Natural language region descriptions:
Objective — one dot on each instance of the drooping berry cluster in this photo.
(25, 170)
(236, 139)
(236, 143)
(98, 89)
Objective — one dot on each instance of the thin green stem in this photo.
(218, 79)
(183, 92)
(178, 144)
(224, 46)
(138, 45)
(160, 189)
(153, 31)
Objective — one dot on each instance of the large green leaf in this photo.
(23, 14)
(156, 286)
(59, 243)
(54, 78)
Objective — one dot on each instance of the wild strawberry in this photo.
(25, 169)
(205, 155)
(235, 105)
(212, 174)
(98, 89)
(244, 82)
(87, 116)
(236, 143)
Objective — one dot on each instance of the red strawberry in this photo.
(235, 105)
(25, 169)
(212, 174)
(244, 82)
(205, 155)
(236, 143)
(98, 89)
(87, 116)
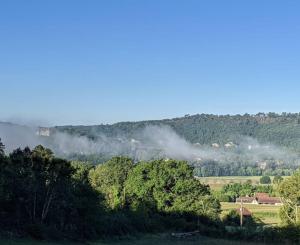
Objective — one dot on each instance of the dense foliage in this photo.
(206, 130)
(289, 191)
(265, 180)
(45, 196)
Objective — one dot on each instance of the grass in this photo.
(268, 214)
(165, 239)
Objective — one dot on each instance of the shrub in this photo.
(265, 180)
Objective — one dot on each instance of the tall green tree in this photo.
(290, 194)
(168, 186)
(109, 178)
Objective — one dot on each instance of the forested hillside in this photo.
(279, 129)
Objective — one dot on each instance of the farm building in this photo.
(260, 198)
(244, 211)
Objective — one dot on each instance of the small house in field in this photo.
(245, 212)
(264, 198)
(246, 200)
(260, 198)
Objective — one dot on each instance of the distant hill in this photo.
(205, 129)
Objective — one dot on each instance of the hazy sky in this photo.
(92, 62)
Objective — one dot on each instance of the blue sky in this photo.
(92, 62)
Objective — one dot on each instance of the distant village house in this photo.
(260, 198)
(42, 131)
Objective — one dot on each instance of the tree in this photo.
(289, 192)
(168, 186)
(277, 179)
(265, 180)
(109, 178)
(2, 147)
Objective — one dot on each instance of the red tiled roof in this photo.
(245, 211)
(245, 199)
(269, 200)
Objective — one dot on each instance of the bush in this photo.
(265, 180)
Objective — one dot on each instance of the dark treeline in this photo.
(206, 129)
(48, 197)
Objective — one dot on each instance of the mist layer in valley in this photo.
(151, 142)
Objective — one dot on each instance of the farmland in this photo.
(268, 214)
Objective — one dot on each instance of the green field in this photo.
(268, 214)
(164, 239)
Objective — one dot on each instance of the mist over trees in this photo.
(261, 144)
(47, 197)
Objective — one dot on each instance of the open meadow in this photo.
(268, 214)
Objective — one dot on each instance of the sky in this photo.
(105, 61)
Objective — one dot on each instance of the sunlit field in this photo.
(268, 214)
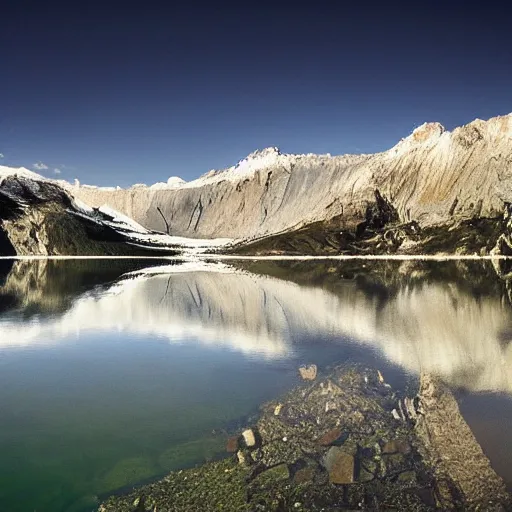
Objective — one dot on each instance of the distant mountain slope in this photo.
(433, 176)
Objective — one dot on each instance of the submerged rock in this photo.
(249, 438)
(380, 464)
(451, 448)
(308, 372)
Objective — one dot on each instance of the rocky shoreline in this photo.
(343, 440)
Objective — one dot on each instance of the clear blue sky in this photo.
(120, 93)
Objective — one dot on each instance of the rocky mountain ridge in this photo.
(432, 177)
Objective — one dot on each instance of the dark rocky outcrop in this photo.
(38, 217)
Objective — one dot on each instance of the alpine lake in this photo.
(115, 372)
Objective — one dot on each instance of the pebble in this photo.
(340, 466)
(308, 372)
(329, 437)
(232, 444)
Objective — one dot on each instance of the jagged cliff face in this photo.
(39, 217)
(433, 176)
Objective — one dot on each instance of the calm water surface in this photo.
(109, 378)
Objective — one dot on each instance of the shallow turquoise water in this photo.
(108, 381)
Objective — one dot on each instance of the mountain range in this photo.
(435, 191)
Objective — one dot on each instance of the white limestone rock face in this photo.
(432, 176)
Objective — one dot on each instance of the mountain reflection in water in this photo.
(450, 318)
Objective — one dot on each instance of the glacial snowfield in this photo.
(104, 215)
(432, 176)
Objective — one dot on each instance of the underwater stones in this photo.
(340, 466)
(396, 446)
(274, 474)
(308, 372)
(243, 458)
(249, 438)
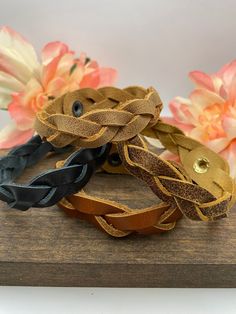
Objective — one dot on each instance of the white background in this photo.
(150, 43)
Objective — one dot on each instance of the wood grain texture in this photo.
(45, 247)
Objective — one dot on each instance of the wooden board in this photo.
(45, 247)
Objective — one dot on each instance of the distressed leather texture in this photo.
(120, 116)
(109, 115)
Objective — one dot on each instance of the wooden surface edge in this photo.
(118, 275)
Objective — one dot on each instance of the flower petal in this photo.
(202, 80)
(227, 73)
(17, 56)
(53, 50)
(201, 98)
(186, 128)
(179, 107)
(22, 115)
(229, 125)
(11, 136)
(230, 155)
(8, 85)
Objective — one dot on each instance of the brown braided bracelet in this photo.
(202, 190)
(92, 118)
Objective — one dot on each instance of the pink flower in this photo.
(209, 114)
(26, 83)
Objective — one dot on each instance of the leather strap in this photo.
(209, 200)
(49, 187)
(200, 187)
(109, 114)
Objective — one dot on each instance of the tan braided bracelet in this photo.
(202, 190)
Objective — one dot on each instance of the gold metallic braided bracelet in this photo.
(200, 188)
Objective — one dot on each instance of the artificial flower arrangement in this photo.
(28, 82)
(199, 186)
(209, 114)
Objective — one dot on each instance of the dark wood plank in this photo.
(46, 247)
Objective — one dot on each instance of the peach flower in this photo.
(27, 83)
(209, 114)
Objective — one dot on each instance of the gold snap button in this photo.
(201, 165)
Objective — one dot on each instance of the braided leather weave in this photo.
(199, 193)
(109, 115)
(169, 181)
(49, 187)
(208, 200)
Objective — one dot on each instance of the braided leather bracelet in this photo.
(47, 188)
(91, 118)
(195, 191)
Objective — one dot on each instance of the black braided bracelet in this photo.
(51, 186)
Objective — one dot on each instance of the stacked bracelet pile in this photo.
(199, 187)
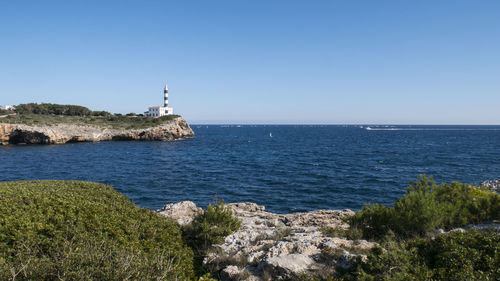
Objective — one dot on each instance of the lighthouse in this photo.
(165, 94)
(158, 111)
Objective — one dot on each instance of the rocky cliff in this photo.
(65, 133)
(272, 246)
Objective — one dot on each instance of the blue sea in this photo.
(287, 168)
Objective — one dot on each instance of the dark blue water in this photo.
(299, 168)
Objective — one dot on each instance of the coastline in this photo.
(174, 129)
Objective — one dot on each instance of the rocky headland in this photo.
(60, 133)
(281, 246)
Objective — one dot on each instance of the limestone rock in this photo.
(276, 246)
(183, 212)
(66, 133)
(492, 184)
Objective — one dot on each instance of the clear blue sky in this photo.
(406, 62)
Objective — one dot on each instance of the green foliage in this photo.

Task description: The copy must include every record exactly and none of the pictures.

Your solution:
Objective — one dot on each instance of the drooping berry cluster in this photo.
(25, 170)
(236, 139)
(236, 143)
(98, 89)
Objective — one dot on each instance of the thin green stem in this photo.
(218, 79)
(183, 92)
(178, 144)
(224, 46)
(138, 45)
(160, 189)
(153, 31)
Objective — one dot on each instance of the large green leaf in this photo.
(23, 14)
(156, 286)
(59, 243)
(54, 78)
Objective — one dot on each instance of the wild strawberry in this photo.
(25, 169)
(205, 155)
(235, 105)
(212, 174)
(98, 89)
(244, 82)
(87, 116)
(236, 143)
Objective — one dot on each instance of the red strawberry in this photo.
(235, 105)
(25, 169)
(212, 174)
(244, 82)
(205, 155)
(236, 143)
(98, 89)
(87, 116)
Objective — one dot on each instance of the dense foliage in this photo.
(206, 130)
(289, 191)
(265, 180)
(45, 196)
Objective — one dot on each instance of the grass in this photo.
(268, 214)
(165, 239)
Objective — one dot on each instance of the shrub in this photo.
(265, 180)
Objective — one dot on each instance of the tall green tree in this photo.
(290, 194)
(168, 186)
(109, 178)
Objective — one dot on each instance of the forested hillside in this photo.
(279, 129)
Objective — one dot on each instance of the farm building in this photo.
(260, 198)
(244, 211)
Objective — one dot on each instance of the small house in field in this photo.
(245, 212)
(264, 198)
(246, 200)
(260, 198)
Objective — one dot on each instance of the distant hill in this photo.
(205, 129)
Objective — one dot on each instance of the hazy sky in this photo.
(92, 62)
Objective — one dot on each instance of the blue sky in this photo.
(92, 62)
Objective — one dot on each instance of the distant village house in this photo.
(260, 198)
(42, 131)
Objective — one dot on each instance of the tree in this photo.
(289, 192)
(168, 186)
(277, 179)
(265, 180)
(109, 178)
(2, 147)
Objective — one dot on each instance of the red tiled roof in this photo.
(245, 211)
(245, 199)
(269, 200)
Objective — one dot on each instance of the bush in this photo.
(265, 180)
Objective — one dot on each instance of the dark treeline in this photo.
(206, 129)
(48, 197)
Objective — one dot on each instance of the mist layer in valley in this photo.
(151, 142)
Objective — one dot on each instance of the farmland in this photo.
(268, 214)
Objective — one dot on each instance of the green field in this photo.
(268, 214)
(164, 239)
Objective — one dot on each instance of the mist over trees in this photo.
(261, 144)
(47, 197)
Objective — one dot on each instance of the open meadow in this photo.
(268, 214)
Objective — one dot on each instance of the sky in this photo.
(105, 61)
Objective — one dot on each instance of the sunlit field in this photo.
(268, 214)
Objective — one dot on each instance of the distant mountain slope in this photo.
(433, 176)
Objective — one dot on each instance of the submerged rock in this photo.
(249, 438)
(380, 464)
(451, 448)
(308, 372)
Objective — one dot on each instance of the rocky shoreline in this photo.
(343, 440)
Objective — one dot on each instance of the clear blue sky in this photo.
(120, 93)
Objective — one dot on each instance of the rocky mountain ridge in this photo.
(432, 177)
Objective — one dot on each instance of the dark rocky outcrop in this photo.
(38, 217)
Objective — one dot on each instance of the alpine lake in this photo.
(115, 372)
Objective — one dot on each instance of the pebble in this photo.
(340, 466)
(308, 372)
(329, 437)
(232, 444)
Objective — one dot on each instance of the jagged cliff face in this photo.
(39, 217)
(433, 176)
Objective — one dot on each instance of the calm water surface in this photo.
(109, 378)
Objective — one dot on each instance of the shallow turquoise water in this photo.
(108, 381)
Objective — one dot on each instance of the mountain range in this photo.
(435, 191)
Objective — one dot on each instance of the white limestone rock face in this photo.
(432, 176)
Objective — one dot on each instance of the mountain reflection in water in this photo.
(450, 318)
Objective — one dot on each instance of the glacial snowfield in this photo.
(104, 215)
(432, 176)
Objective — one dot on each instance of the underwater stones in this photo.
(340, 466)
(396, 446)
(274, 474)
(308, 372)
(243, 458)
(249, 438)
Objective — one dot on each instance of the white background in this photo.
(150, 43)
Objective — one dot on each instance of the wood grain texture in this photo.
(45, 247)
Objective — one dot on each instance of the wooden board in this photo.
(45, 247)
Objective — one dot on each instance of the distressed leather texture in this photo.
(120, 116)
(109, 115)
Objective — one dot on each instance of the wooden surface edge in this photo.
(118, 275)
Objective — one dot on each instance of the flower petal in this photo.
(202, 80)
(227, 73)
(17, 56)
(53, 50)
(201, 98)
(186, 128)
(179, 107)
(22, 115)
(229, 125)
(11, 136)
(230, 155)
(8, 85)
Objective — one dot on each instance of the brown braided bracelet in this photo.
(202, 190)
(92, 118)
Objective — one dot on each instance of the pink flower in this photo.
(209, 114)
(26, 83)
Objective — one dot on each instance of the leather strap in this photo.
(209, 200)
(49, 187)
(200, 187)
(109, 114)
Objective — one dot on each instance of the tan braided bracelet in this photo.
(202, 190)
Objective — one dot on each instance of the gold metallic braided bracelet in this photo.
(200, 188)
Objective — one dot on each instance of the artificial flower arrangement in this photo.
(28, 82)
(199, 186)
(209, 114)
Objective — one dot on each instance of the dark wood plank in this photo.
(46, 247)
Objective — one dot on each instance of the peach flower in this photo.
(27, 83)
(209, 114)
Objective — one dot on each instance of the gold snap button in this photo.
(201, 165)
Objective — one dot on each instance of the braided leather weave in this photo.
(199, 193)
(109, 115)
(169, 181)
(49, 187)
(208, 200)
Objective — one dot on each instance of the braided leather bracelet in this photo.
(47, 188)
(91, 118)
(195, 191)
Objective — one dot on each instance of the black braided bracelet in this photo.
(51, 186)
Objective — one dot on each instance of the stacked bracelet pile in this photo.
(199, 187)
Objective — one dot on each instance of the lighthouse in this photo.
(165, 94)
(158, 111)
Objective — one dot on each instance of the rocky cliff in this photo.
(65, 133)
(272, 246)
Objective — one dot on each instance of the blue sea in this photo.
(287, 168)
Objective — one dot on each instance of the dark blue water in this photo.
(299, 168)
Objective — one dot on each instance of the coastline in this photo.
(174, 129)
Objective — one dot on each instance of the rocky headland in this photo.
(60, 133)
(281, 246)
Objective — one dot on each instance of the limestone rock in this photo.
(276, 246)
(183, 212)
(66, 133)
(492, 184)
Objective — one dot on each instance of the clear blue sky in this photo.
(406, 62)
Objective — one dot on each instance of the green foliage in this photo.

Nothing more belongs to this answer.